## Work to do:
Which lines below contain the word "window"? Extract each of them in full.

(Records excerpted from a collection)
——

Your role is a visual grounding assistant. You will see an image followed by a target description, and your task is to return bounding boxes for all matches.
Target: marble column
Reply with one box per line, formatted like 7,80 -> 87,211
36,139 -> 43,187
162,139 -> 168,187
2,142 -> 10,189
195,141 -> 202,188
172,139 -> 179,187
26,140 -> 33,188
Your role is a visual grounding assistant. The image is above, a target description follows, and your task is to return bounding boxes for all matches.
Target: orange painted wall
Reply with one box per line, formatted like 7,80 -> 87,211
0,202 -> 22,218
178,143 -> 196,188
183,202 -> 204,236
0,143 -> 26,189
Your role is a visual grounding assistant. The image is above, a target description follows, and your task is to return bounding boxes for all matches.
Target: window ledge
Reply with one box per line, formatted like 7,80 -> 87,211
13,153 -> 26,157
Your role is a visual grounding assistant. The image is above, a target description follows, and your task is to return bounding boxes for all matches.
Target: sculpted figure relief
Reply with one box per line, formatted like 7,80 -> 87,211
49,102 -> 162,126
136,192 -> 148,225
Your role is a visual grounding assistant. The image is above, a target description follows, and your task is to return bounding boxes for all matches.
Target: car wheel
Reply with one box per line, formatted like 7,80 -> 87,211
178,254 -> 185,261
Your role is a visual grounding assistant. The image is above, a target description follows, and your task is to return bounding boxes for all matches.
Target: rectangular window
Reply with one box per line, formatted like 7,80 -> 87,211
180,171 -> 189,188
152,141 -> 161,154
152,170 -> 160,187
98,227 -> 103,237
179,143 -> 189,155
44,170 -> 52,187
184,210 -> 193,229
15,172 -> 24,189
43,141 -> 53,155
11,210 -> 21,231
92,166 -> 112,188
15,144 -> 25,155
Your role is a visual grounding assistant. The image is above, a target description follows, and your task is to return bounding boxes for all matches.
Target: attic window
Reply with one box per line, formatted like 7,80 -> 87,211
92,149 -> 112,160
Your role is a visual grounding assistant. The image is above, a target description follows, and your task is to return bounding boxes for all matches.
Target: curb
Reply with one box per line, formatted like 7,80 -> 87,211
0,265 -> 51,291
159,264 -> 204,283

——

## Reply:
Target: window ledge
Target: rectangular window
Target: attic window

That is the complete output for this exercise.